Would you reproduce each of the records below precisely, with the pictures left out?

Dataset records below:

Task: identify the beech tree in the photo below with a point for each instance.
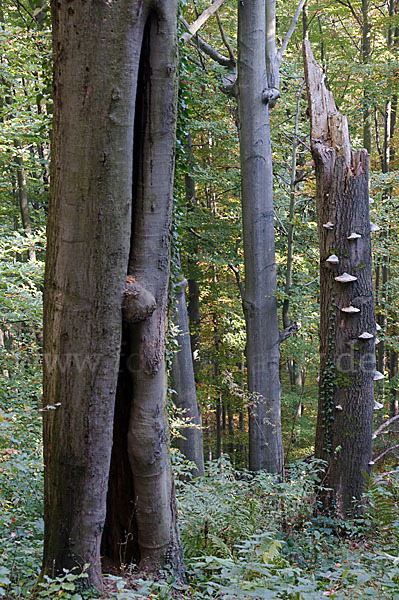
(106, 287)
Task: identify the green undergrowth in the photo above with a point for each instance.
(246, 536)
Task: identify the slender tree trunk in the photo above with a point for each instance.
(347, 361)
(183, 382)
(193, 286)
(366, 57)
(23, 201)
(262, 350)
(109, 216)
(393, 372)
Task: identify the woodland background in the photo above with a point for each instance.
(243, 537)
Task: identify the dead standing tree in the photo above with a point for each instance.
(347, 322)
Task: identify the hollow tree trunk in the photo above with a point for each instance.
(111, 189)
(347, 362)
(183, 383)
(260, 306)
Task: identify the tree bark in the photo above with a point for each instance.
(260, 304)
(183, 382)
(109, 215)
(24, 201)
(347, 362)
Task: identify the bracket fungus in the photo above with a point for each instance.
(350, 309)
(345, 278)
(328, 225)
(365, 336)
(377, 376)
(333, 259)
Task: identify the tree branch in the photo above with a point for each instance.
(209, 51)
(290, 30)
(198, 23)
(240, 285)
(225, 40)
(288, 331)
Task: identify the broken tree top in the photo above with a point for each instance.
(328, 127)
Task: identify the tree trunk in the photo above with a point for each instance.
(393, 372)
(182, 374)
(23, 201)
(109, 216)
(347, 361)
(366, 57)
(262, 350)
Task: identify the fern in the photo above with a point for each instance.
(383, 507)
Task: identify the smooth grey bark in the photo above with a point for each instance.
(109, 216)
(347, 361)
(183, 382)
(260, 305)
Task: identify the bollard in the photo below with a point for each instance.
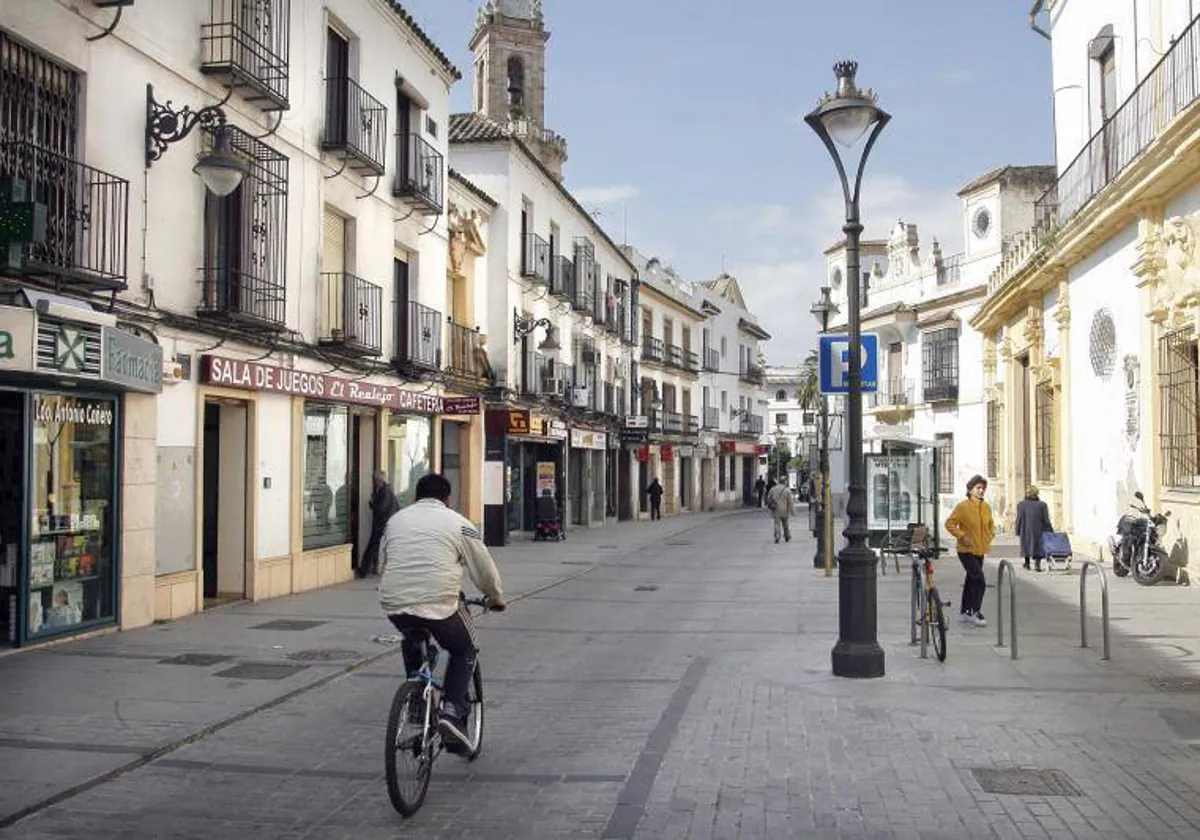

End of Dataset records.

> _Answer space_:
Task: identify the beech tree in the photo below with a point for each instance.
(106, 287)
Task: identify the green undergrowth in the photo above with a point for each instance.
(246, 536)
Task: identify the slender tree trunk in the photo above with a point for each instance.
(347, 361)
(183, 382)
(193, 286)
(366, 57)
(23, 201)
(262, 350)
(109, 216)
(393, 372)
Task: identify the woodland background in the photo above with a point for each instance.
(243, 537)
Task: identify the dead standing tree in the photo above with a point for each instance.
(347, 322)
Task: identify the hollow tree trunk in the photo above with a point for each instance.
(111, 189)
(347, 362)
(183, 383)
(260, 306)
Task: identify the tree bark in the photo above with a point for each instance.
(260, 304)
(183, 382)
(109, 215)
(24, 201)
(347, 362)
Task: identify the bracket fungus in the photo above with a point for each instance.
(350, 309)
(345, 278)
(328, 225)
(365, 336)
(377, 376)
(333, 259)
Task: identify the tree branch in the photo above with a point for each instance.
(209, 51)
(290, 30)
(198, 23)
(240, 285)
(225, 40)
(288, 331)
Task: identify the broken tree top in the photo above with a point for each instance.
(328, 127)
Task: identify the tree trunk in the photo above with a point for each instance.
(393, 372)
(182, 374)
(23, 201)
(109, 216)
(347, 361)
(366, 57)
(262, 350)
Task: identify the fern in the photo above with a point for each instance.
(383, 507)
Task: identify the smooth grey bark in the photo above with a point for each instance.
(109, 216)
(347, 361)
(183, 382)
(260, 305)
Task: identify the bollard in the photo below with a point for each instance.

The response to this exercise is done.